We’re examining how JAX wires together its core transformations – gradients, JIT compilation, vectorization, and device movement – through a single public entry point: jax/_src/api.py. This file is the facade that turns a deep stack of interpreters and XLA backends into the familiar jax.jit, jax.grad, jax.vmap, and jax.device_put functions.
JAX itself is a numerical computing library that lets you take pure Python+NumPy style code and transform it: compile it, differentiate it, batch it, shard it. I’m Mahmoud Zalt, an AI solutions architect, and we’ll treat api.py as our lab specimen to understand one central idea: how a single, carefully designed “transformations engine” – built around pytrees and a shared IR (jaxpr) – lets you freely compose transformations while hiding enormous complexity.
We’ll map where api.py sits in the architecture, see how core transformations are layered on top of each other, look at vectorization as axis bookkeeping, study how data movement is exposed without surprises, and close with what this design implies for performance, observability, and your own APIs.
Where api.py Fits
api.py is the public door into JAX’s transformation system. Everything users call as jax.jit, jax.grad, jax.vmap, jax.device_put, jax.eval_shape, and similar flows through this file, then fans out into lower-level interpreters and backends.
jax/ (project root)
|_ _src/
|_ core.py # JAX IR (jaxpr), avals, primitives
|_ interpreters/
| |_ ad.py # Autodiff interpreter
| |_ batching.py # vmap/batching interpreter
| |_ partial_eval.py
| |_ pxla.py # Pjit / multi-device
|_ dispatch.py # Compilation & execution interface
|_ tree_util.py # PyTree definitions & helpers
|_ api.py # <== Public transformations & device APIs
|_ sharding_impls.py
|_ xla_bridge.py
api.py as facade: user calls enter here, then dispatch to interpreters and backends.

···

**YOUR INSTRUCTIONS**
Condense the paragraph of the JAX text above that begins "api.py is the public door" into a short bulleted list that keeps its main facts.

(Extracted records)

···

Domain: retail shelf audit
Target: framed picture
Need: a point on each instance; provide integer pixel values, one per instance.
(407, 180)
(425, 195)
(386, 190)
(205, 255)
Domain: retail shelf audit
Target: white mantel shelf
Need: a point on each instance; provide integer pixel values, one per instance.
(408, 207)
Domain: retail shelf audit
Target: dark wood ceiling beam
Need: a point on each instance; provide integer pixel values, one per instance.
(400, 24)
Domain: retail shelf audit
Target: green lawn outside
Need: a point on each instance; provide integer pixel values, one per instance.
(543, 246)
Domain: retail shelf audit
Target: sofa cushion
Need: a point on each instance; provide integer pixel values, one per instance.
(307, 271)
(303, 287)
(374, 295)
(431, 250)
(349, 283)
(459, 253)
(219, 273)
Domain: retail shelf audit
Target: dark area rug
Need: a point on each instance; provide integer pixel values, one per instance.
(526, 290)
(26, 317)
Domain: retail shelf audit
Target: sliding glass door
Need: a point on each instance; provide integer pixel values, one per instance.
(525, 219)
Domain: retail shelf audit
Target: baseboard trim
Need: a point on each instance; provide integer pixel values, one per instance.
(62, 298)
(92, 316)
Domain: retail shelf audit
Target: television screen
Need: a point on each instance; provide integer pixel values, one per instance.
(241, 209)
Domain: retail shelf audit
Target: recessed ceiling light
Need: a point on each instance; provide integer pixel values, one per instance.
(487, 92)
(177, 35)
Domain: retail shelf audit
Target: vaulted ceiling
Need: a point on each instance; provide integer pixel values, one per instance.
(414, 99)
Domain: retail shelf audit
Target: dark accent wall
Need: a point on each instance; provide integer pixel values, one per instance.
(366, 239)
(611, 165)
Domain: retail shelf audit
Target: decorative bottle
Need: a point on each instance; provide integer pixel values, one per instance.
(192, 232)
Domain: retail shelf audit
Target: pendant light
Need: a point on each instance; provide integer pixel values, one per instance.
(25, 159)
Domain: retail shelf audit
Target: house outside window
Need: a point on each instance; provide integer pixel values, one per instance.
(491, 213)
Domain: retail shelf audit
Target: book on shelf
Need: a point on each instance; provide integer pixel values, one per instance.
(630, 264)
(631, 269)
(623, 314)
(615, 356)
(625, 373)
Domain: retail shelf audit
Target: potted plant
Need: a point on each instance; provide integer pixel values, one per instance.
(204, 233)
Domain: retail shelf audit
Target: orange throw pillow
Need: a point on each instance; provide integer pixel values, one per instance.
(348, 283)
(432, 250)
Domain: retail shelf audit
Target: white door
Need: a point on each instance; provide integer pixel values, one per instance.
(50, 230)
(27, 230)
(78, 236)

···

**COMPLETE ANSWER**
- api.py is the public entry point into JAX's transformation system.
- Every user call such as jax.jit, jax.grad, jax.vmap, jax.device_put, jax.eval_shape and similar functions passes through this file.
- From there, calls fan out into lower-level interpreters and backends.